# Exercises to complete:
[1] In the CFTC COT downloader project description, what example range of years is given for the historical bundle ZIPs?
[2] List every task the CFTC COT downloader project description says cftc_cot.py provides a reliable way to do.
[3] Pick up the CFTC COT downloader project description right after its last line and keep writing it.

# Extract:

------------------------------------------------------------------------

Skip to main content

Downloader for official CFTC Commitments of Traders (COT) report archives and explanatory notes

Project description

CFTC COT Downloader + Notes Scraper (cftc_cot.py)

A robust Python module for downloading official CFTC Commitments of Traders (COT) report archives and scraping the official CFTC Explanatory Notes.

This project is focused on data acquisition and persistence only. No indicators, no signals, no analysis logic.


Purpose

cftc_cot.py provides a reliable way to:

  • Download year-based COT ZIP archives from CFTC servers
  • Download historical bundle ZIPs (e.g. 2006–2016) where available
  • Read the primary data file directly from ZIPs in memory
  • Optionally cache raw ZIP files locally
  • Scrape official CFTC Explanatory Notes for reference and documentation

Designed for ETL pipelines, research backends, and data archiving workflows.


Key Design Principles

  • ✅ No hard-coded filenames per year
  • ✅ Works directly with official CFTC ZIP archives
  • ✅ In-memory ZIP reading (no extraction clutter)

------------------------------------------------------------------------

# Records shown:
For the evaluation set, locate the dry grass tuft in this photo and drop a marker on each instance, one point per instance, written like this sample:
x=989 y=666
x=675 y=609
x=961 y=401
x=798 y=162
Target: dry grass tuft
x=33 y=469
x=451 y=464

------------------------------------------------------------------------

# Solved problems:
[1] 2006–2016

[2]
- Download year-based COT ZIP archives from CFTC servers
- Download historical bundle ZIPs (e.g. 2006–2016) where available
- Read the primary data file directly from ZIPs in memory
- Optionally cache raw ZIP files locally
- Scrape official CFTC Explanatory Notes for reference and documentation

[3]
  • ✅ Minimal transformation — source-of-truth data
  • ✅ Explicit, predictable behavior

Features

Download COT data by year

  • Downloads a single year for a selected report type
  • Automatically identifies the main .txt / .csv file inside the ZIP
  • Returns a pandas.DataFrame

Download historical bundle archives

  • Supports older multi-year ZIPs (e.g. 2006–2016) when available
  • Same in-memory read behavior

Download a year range

  • Fetches multiple years and concatenates them into a single DataFrame

Scrape official CFTC explanatory notes

  • Scrapes definitions and explanations directly from cftc.gov
  • Defensive parsing to handle page structure changes

📄 Report Naming & Archive Mapping

The CFTC uses multiple filename conventions across report types and historical periods.

All report-to-filename logic used by this project is documented in:

REPORT_SPECS.md

This file explains:

  • Why different report types use different ZIP prefixes
  • How year-based and bundled archives are constructed
  • Which historical bundle files exist (e.g. 2006–2016)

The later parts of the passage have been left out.